━━━ PROVIDED MATERIAL
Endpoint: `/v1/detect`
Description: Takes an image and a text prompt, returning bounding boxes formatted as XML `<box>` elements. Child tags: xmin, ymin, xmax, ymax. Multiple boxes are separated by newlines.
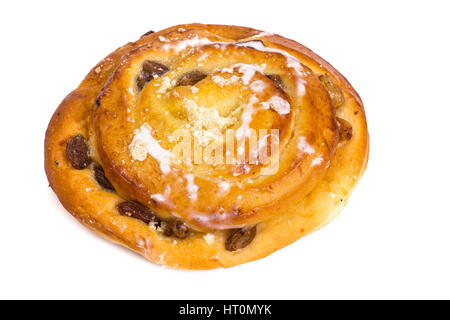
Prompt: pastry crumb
<box><xmin>203</xmin><ymin>233</ymin><xmax>215</xmax><ymax>244</ymax></box>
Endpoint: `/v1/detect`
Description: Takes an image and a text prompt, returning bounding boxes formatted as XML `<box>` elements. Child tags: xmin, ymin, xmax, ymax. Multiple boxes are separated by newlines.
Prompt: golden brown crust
━━━━━━
> **WHAT YOU WILL DO**
An exact retyping of the entries, without images, is the required answer.

> **EXERCISE ANSWER**
Endpoint: `/v1/detect`
Description: Takes an image and a text prompt, returning bounding boxes formatted as XML `<box>` elements. Child tags: xmin, ymin, xmax, ymax. Multiple boxes are separated by newlines.
Prompt: pastry crumb
<box><xmin>203</xmin><ymin>233</ymin><xmax>215</xmax><ymax>244</ymax></box>
Endpoint: `/v1/detect`
Description: Takes an image and a text prompt, returning bounding boxes formatted as XML `<box>` elements. Child tags: xmin, ymin, xmax, ymax. Multiple boxes are separated by newlines.
Prompt: golden brown crust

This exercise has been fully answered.